Written problem:
Copy out, exactly as given, every line from the line with "Task: mark the tree line" to the end of the listing, both of those lines included.
[start]
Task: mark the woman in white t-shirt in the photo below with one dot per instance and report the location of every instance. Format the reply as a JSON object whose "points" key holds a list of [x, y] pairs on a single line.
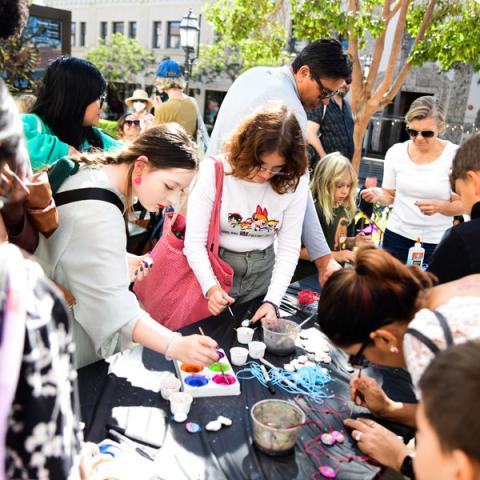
{"points": [[264, 198], [416, 182], [393, 315]]}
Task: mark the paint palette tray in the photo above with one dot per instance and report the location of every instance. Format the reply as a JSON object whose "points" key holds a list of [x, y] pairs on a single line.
{"points": [[209, 381]]}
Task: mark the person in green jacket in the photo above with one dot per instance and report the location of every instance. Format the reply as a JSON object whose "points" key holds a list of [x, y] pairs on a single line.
{"points": [[68, 106]]}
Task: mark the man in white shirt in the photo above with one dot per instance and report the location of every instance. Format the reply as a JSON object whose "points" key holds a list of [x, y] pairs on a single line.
{"points": [[315, 75]]}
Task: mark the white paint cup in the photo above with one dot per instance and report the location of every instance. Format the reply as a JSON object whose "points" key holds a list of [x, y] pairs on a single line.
{"points": [[256, 349], [169, 385], [180, 402], [245, 334], [238, 356]]}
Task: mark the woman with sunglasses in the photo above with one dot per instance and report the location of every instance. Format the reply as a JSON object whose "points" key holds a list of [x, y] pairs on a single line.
{"points": [[68, 107], [416, 183], [129, 127], [394, 315], [264, 198]]}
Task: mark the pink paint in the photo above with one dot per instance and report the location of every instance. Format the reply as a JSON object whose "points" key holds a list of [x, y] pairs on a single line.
{"points": [[223, 379]]}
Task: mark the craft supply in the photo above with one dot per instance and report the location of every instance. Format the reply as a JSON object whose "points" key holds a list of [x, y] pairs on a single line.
{"points": [[180, 402], [225, 421], [218, 379], [180, 417], [306, 320], [256, 349], [280, 338], [192, 427], [309, 381], [276, 426], [268, 382], [238, 355], [245, 334], [213, 426], [169, 385]]}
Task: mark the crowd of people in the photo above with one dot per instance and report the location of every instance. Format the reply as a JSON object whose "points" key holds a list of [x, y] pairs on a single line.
{"points": [[275, 220]]}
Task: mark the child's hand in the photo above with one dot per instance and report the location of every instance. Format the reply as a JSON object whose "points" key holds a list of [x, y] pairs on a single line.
{"points": [[361, 240], [344, 256]]}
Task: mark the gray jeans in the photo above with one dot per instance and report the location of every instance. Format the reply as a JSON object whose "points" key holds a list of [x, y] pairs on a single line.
{"points": [[252, 272]]}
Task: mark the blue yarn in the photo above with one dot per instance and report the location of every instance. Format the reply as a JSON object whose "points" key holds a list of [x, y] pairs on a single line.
{"points": [[309, 381]]}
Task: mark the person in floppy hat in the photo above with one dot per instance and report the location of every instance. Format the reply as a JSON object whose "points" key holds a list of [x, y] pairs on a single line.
{"points": [[141, 104], [179, 107]]}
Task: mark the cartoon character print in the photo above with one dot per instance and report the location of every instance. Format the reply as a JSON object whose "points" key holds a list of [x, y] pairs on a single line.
{"points": [[258, 222], [341, 234]]}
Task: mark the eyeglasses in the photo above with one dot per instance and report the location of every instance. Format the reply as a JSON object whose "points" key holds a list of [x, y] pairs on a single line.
{"points": [[101, 100], [130, 123], [324, 92], [273, 173], [425, 134]]}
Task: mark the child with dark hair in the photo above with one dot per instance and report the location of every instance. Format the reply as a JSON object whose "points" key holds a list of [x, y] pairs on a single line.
{"points": [[448, 418], [66, 111], [458, 253]]}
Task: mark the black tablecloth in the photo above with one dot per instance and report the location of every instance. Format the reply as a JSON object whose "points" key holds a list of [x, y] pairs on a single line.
{"points": [[229, 454]]}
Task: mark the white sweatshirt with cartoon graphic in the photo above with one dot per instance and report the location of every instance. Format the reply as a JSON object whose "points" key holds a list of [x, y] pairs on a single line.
{"points": [[253, 215]]}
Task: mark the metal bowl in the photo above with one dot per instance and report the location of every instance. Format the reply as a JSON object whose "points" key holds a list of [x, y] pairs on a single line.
{"points": [[276, 425]]}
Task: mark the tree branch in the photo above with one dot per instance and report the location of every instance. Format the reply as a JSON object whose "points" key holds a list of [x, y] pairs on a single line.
{"points": [[427, 19], [396, 45]]}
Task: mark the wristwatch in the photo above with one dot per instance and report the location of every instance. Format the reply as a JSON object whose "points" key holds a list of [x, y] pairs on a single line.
{"points": [[407, 467]]}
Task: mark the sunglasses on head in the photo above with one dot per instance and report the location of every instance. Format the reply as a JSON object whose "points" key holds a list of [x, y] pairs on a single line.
{"points": [[425, 133], [132, 122], [324, 92]]}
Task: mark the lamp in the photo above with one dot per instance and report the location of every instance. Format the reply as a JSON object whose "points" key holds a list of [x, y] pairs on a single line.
{"points": [[189, 41]]}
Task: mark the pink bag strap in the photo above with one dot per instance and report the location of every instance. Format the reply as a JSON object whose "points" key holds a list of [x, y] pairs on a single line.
{"points": [[214, 228]]}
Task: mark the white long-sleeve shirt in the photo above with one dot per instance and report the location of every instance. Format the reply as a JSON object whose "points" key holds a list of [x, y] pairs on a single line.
{"points": [[253, 215]]}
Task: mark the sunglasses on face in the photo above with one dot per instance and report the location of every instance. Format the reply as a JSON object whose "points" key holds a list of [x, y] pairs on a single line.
{"points": [[101, 100], [425, 133], [130, 123], [324, 92]]}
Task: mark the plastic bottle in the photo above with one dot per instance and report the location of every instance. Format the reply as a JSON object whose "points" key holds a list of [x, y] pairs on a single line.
{"points": [[416, 254]]}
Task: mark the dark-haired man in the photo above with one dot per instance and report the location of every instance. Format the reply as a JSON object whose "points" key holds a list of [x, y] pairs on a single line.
{"points": [[315, 76], [458, 253], [448, 418]]}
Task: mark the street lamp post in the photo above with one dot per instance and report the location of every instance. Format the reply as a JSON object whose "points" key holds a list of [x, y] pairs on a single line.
{"points": [[189, 41]]}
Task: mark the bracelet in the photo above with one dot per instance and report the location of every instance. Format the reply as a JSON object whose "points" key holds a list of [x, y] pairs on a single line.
{"points": [[169, 344], [277, 310]]}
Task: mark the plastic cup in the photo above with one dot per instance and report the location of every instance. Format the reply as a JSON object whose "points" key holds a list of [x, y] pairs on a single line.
{"points": [[238, 356], [180, 402], [256, 349], [245, 334], [169, 385], [276, 425]]}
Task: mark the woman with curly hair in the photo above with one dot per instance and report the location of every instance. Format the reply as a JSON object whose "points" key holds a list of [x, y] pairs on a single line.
{"points": [[264, 198]]}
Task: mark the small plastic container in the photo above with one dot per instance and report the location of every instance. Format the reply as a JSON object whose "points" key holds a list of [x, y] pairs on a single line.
{"points": [[180, 402], [280, 336], [169, 385], [256, 349], [276, 425], [245, 335], [238, 356]]}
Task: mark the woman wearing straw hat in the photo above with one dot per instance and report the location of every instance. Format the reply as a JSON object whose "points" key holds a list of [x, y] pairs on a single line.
{"points": [[141, 105]]}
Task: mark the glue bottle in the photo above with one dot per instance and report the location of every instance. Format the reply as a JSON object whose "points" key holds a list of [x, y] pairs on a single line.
{"points": [[416, 254]]}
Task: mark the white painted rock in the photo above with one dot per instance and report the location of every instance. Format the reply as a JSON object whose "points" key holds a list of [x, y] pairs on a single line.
{"points": [[224, 421], [213, 426]]}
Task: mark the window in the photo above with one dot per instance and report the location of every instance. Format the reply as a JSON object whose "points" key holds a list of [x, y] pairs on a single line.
{"points": [[103, 30], [132, 29], [118, 27], [173, 35], [157, 35], [83, 33]]}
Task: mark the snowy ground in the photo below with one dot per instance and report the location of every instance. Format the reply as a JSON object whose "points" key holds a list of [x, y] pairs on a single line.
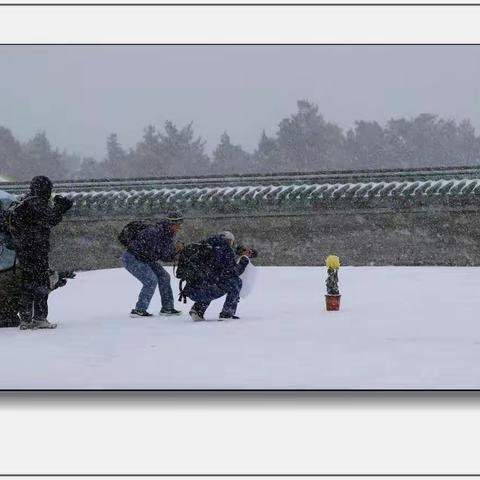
{"points": [[399, 327]]}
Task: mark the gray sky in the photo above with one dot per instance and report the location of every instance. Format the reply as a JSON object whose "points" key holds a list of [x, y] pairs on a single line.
{"points": [[80, 94]]}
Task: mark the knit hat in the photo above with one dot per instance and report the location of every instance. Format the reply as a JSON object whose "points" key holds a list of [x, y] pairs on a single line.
{"points": [[41, 186], [174, 217], [227, 235]]}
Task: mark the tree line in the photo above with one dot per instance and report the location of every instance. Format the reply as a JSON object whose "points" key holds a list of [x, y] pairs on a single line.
{"points": [[303, 142]]}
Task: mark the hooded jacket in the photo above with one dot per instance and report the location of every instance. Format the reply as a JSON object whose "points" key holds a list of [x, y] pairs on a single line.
{"points": [[223, 265], [31, 224]]}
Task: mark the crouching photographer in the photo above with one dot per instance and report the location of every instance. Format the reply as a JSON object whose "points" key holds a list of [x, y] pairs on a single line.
{"points": [[210, 270]]}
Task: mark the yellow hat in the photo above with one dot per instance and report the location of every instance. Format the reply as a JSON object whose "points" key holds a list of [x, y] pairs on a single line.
{"points": [[332, 261]]}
[end]
Task answer:
Task: mark the tree line in the photo above with one dot per instance and report the location of every instance. Format the reply as a JSON object whose "points" key holds a list of [x, y] pairs on a single line.
{"points": [[303, 142]]}
Task: mark the hooded jacket in the photo above with one dot per instance and report the location of every instance. Format the reply as a JSON object whose "points" key holds a list of [x, y] pairs on a single line.
{"points": [[223, 265], [31, 224]]}
Task: mark the crouching photographer in the photo above with one dot per instance and report the location of every instance. Format the reply as a JSON object whose "points" key holds a list of [x, y] pairs on a single line.
{"points": [[210, 270]]}
Task: mark the yellow hat in the photo above with one dot per instance and report the location of every instance. Format the reply as a JSON object whose "points" key holds a list of [x, y] pairs on a single line.
{"points": [[332, 261]]}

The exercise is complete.